# RECORDED INFORMATION:
-=-=-
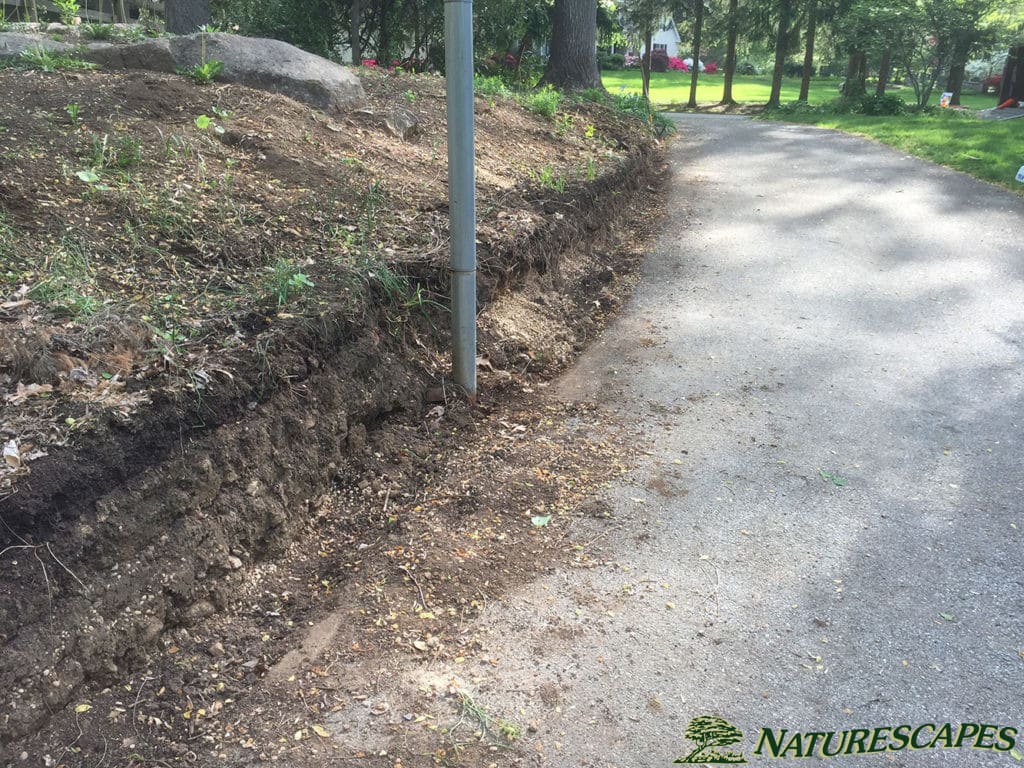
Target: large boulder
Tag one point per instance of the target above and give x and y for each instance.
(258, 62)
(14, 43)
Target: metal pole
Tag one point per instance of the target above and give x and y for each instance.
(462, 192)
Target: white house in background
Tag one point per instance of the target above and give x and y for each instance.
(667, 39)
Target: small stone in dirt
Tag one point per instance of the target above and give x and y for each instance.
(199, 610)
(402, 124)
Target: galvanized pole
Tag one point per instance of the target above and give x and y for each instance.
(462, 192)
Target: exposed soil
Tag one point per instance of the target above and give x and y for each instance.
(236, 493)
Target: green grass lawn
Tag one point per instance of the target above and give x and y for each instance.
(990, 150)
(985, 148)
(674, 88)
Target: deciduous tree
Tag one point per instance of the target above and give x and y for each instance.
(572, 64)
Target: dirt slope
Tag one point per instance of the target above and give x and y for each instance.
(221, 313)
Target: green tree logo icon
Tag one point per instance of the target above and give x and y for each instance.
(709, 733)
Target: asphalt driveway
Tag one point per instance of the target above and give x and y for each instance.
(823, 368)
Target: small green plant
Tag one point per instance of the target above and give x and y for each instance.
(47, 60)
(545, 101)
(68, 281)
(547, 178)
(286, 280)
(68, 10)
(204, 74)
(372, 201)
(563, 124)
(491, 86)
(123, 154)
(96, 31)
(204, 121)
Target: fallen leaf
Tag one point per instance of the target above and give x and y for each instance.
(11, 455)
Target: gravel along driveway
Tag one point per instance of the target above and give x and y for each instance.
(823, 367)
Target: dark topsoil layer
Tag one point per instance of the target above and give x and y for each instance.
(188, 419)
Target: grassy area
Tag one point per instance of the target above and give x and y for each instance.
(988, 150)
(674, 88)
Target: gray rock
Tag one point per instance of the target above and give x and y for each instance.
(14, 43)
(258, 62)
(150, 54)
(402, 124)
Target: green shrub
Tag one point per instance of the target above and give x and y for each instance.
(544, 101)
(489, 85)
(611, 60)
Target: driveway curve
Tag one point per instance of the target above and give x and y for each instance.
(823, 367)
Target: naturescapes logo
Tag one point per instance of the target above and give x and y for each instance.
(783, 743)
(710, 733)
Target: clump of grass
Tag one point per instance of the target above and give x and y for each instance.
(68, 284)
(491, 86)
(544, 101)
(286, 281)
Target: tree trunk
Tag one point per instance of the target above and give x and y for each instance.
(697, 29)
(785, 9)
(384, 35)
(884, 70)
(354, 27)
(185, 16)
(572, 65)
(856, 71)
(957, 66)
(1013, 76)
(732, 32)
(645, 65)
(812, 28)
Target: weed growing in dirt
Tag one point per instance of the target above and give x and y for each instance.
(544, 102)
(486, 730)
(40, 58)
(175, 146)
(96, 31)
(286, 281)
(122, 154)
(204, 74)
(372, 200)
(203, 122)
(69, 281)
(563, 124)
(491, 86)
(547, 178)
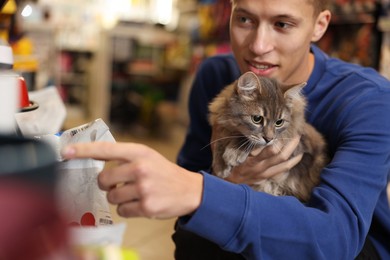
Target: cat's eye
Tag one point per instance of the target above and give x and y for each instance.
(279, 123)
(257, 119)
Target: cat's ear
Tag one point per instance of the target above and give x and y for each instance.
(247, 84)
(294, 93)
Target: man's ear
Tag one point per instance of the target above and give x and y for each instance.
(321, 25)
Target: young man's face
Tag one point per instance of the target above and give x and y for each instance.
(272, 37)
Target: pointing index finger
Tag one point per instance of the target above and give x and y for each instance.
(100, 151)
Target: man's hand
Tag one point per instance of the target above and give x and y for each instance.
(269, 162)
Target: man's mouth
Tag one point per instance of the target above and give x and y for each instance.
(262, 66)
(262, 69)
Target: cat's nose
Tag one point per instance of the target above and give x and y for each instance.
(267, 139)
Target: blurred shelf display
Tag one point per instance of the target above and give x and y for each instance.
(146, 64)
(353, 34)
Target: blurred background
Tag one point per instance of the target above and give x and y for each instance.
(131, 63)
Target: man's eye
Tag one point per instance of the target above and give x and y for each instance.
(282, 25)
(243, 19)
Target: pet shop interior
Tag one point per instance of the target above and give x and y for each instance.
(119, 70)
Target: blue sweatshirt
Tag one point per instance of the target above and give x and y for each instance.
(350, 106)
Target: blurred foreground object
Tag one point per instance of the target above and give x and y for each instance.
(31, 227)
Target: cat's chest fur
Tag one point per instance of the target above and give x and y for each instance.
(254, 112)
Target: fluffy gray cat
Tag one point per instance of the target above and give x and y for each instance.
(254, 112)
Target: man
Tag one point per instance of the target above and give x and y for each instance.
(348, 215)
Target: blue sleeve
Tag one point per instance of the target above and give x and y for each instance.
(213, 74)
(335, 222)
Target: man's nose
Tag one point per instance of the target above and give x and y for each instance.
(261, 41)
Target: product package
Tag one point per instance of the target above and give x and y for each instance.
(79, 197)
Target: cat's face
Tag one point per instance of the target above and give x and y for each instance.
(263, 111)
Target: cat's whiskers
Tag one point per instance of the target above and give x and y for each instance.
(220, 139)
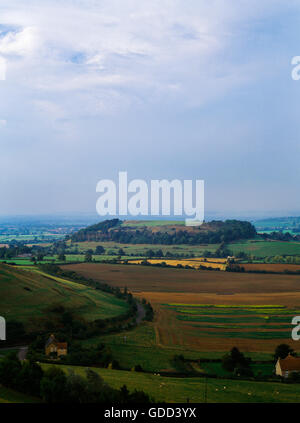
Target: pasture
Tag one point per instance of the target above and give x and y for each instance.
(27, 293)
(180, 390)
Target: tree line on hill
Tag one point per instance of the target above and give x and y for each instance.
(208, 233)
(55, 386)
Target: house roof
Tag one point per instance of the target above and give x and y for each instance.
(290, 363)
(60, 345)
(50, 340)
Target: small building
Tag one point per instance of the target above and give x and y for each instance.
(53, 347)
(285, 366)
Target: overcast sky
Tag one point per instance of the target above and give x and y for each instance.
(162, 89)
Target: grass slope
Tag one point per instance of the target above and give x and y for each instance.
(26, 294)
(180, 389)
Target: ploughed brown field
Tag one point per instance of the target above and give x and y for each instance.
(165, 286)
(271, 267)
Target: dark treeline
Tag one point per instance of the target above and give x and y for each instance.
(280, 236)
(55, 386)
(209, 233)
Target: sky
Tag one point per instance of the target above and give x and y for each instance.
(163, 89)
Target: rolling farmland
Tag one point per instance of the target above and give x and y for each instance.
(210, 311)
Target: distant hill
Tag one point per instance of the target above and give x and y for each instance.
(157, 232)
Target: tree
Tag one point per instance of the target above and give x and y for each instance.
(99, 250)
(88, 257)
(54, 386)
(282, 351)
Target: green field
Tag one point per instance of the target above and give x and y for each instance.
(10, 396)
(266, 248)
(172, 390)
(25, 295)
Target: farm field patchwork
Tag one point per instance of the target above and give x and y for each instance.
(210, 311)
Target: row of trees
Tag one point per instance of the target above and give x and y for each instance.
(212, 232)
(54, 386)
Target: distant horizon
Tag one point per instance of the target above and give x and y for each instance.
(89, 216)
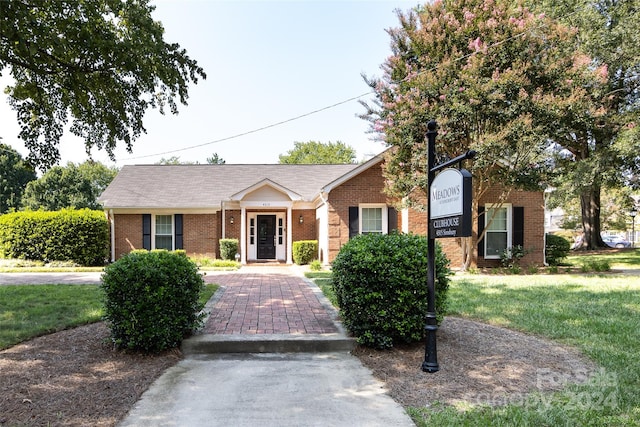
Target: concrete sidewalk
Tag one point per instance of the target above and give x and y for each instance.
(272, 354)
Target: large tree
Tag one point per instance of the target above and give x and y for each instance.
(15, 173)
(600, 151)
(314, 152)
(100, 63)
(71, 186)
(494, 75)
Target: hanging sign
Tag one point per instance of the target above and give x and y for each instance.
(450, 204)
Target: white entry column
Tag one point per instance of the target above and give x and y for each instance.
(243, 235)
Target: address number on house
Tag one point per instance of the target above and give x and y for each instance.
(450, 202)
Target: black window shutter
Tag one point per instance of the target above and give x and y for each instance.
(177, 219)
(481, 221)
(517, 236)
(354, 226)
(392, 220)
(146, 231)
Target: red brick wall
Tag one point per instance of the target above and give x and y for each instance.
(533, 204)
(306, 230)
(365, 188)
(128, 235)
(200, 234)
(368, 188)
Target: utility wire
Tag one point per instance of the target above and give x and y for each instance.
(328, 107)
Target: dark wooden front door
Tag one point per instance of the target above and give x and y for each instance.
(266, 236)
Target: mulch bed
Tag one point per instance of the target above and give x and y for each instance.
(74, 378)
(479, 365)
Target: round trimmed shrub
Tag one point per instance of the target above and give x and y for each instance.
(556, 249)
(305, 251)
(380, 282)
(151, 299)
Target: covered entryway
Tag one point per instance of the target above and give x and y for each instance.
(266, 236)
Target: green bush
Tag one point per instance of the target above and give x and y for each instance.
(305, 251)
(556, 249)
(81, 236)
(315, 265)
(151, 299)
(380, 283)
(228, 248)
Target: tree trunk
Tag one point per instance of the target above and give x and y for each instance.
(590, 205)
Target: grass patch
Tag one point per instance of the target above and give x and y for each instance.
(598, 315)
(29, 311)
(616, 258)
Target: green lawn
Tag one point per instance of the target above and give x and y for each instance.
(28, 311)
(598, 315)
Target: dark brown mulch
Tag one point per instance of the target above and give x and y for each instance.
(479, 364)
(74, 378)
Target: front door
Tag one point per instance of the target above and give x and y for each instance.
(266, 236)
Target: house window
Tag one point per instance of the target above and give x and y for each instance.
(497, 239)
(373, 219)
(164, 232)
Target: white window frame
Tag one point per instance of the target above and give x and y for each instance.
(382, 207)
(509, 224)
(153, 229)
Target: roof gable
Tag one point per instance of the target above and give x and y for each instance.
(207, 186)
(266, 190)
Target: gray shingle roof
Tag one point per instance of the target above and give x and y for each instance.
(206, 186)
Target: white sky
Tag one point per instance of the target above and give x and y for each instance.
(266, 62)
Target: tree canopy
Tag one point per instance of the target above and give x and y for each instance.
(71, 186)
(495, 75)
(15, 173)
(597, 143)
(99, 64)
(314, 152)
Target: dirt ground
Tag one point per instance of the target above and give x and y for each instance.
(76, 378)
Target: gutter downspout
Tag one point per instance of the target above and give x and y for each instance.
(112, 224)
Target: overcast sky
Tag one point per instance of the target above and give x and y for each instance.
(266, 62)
-=-=-
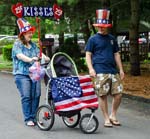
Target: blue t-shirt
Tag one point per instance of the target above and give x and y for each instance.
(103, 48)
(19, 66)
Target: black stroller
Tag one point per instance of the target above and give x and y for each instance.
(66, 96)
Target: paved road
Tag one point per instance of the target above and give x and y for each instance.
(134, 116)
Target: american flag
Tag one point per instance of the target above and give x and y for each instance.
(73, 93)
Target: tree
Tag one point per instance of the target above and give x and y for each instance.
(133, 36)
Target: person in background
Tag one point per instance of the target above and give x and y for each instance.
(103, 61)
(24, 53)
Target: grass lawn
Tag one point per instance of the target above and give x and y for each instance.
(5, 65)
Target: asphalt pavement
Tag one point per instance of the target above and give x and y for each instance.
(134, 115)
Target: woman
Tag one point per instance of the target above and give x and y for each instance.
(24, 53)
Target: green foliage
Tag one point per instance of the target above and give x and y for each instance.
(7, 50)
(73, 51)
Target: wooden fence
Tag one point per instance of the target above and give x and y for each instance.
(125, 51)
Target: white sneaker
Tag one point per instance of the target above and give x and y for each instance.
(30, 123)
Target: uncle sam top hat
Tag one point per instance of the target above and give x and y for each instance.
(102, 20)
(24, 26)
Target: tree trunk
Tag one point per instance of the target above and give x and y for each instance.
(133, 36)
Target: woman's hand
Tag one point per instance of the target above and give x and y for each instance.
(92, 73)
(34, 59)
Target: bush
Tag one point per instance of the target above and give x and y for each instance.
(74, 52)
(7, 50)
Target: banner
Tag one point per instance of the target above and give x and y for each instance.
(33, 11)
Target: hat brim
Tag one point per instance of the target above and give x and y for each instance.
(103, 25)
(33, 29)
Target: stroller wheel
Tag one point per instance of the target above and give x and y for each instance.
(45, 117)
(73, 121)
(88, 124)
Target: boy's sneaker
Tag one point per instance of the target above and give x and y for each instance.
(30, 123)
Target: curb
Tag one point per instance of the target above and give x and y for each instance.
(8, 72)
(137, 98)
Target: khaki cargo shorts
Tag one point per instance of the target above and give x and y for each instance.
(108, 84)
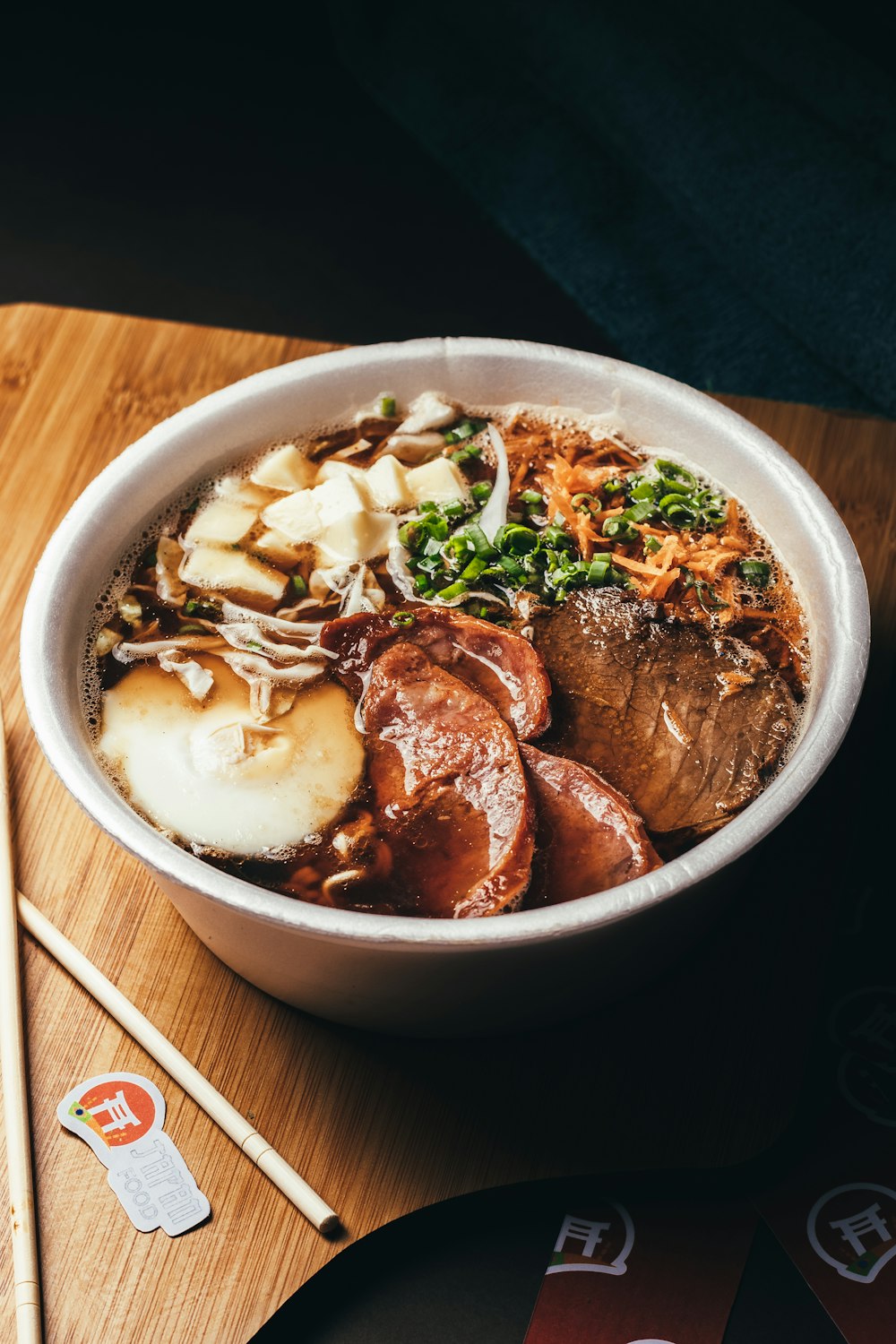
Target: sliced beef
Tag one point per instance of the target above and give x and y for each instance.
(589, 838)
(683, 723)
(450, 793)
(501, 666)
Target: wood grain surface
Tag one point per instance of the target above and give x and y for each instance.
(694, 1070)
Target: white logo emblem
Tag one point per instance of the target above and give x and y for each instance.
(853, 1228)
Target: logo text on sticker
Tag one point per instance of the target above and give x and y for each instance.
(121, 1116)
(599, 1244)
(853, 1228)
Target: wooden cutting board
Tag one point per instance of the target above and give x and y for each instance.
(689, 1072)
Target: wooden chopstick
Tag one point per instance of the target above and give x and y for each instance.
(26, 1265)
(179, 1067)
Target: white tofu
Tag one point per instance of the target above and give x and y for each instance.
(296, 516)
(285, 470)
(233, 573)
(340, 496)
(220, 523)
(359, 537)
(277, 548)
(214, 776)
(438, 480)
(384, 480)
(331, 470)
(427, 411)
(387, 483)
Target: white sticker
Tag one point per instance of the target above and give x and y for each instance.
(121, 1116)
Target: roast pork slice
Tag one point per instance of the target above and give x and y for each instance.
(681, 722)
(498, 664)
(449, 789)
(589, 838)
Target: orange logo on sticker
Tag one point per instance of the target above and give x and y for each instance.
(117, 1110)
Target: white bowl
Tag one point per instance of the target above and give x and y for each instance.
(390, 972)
-=-=-
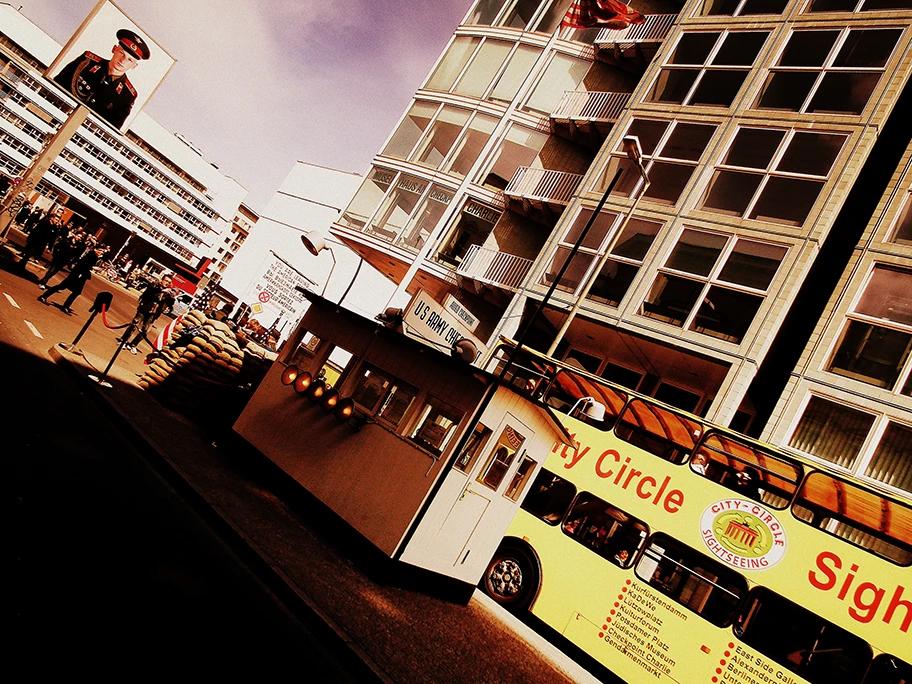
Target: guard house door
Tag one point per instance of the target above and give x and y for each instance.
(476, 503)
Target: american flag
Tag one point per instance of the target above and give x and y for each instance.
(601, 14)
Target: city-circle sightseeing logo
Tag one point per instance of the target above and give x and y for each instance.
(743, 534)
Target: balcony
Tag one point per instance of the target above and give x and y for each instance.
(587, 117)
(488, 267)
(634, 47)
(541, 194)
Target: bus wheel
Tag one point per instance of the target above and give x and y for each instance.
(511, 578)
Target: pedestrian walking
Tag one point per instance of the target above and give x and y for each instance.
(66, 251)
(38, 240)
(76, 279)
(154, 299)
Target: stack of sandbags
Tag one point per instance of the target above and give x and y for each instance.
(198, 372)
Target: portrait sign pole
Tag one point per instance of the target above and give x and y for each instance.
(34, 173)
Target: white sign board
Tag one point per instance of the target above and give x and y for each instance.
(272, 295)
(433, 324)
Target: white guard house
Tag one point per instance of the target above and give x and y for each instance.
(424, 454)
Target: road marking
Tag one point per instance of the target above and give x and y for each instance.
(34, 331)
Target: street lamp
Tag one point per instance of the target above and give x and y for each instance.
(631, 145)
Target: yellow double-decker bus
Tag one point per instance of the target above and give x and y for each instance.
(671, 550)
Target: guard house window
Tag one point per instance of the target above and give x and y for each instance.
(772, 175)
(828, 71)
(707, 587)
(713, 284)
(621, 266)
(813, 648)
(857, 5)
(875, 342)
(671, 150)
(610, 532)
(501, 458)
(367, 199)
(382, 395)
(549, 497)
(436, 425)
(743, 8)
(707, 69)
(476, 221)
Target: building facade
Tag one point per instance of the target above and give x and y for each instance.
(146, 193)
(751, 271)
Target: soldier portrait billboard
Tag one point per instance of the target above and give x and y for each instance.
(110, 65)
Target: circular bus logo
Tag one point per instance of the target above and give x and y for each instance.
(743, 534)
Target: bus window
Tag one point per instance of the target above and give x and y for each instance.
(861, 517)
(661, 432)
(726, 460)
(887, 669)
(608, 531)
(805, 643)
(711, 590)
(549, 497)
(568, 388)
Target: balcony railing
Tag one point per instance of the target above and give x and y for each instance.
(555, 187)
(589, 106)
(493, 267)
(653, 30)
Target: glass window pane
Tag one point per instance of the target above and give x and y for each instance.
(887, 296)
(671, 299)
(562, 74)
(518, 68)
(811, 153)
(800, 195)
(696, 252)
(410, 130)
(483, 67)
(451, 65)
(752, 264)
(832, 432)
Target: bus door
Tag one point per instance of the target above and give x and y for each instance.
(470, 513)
-=-=-
# SET TASK:
Rescale the part of the records that begins with the line containing "Target: wooden cutting board" and ends with the line containing "(117, 1110)", both lines included. Reproduce every line of that part, requests included, and multiply each x and y coordinate in the answers by 1.8, rounding to whole numbers with halves rounded up. Output only those lines.

# OUTPUT:
Target: wooden cutting board
Tag one point per instance of the target above and give x and y for each instance.
(1240, 1930)
Target: wooden chopstick
Tag one point per instance of the target above and give x and y for each instance.
(47, 2277)
(322, 1921)
Target: white tofu
Tag one point per instance of the target above and give x and y for each instance.
(533, 929)
(513, 846)
(419, 1031)
(612, 893)
(396, 941)
(646, 967)
(499, 986)
(385, 1397)
(788, 864)
(691, 864)
(596, 846)
(769, 740)
(697, 869)
Target: white sticker
Tag one point per instance of the target above and give x and y for each instance.
(218, 2009)
Target: roast pork slice
Tag one point per instance of the target above and give x and y for each instance.
(1226, 1300)
(896, 1195)
(808, 1420)
(1060, 1508)
Target: orange logo on sticker
Tag one point per instance of the target above and give x and y for each instance.
(211, 1998)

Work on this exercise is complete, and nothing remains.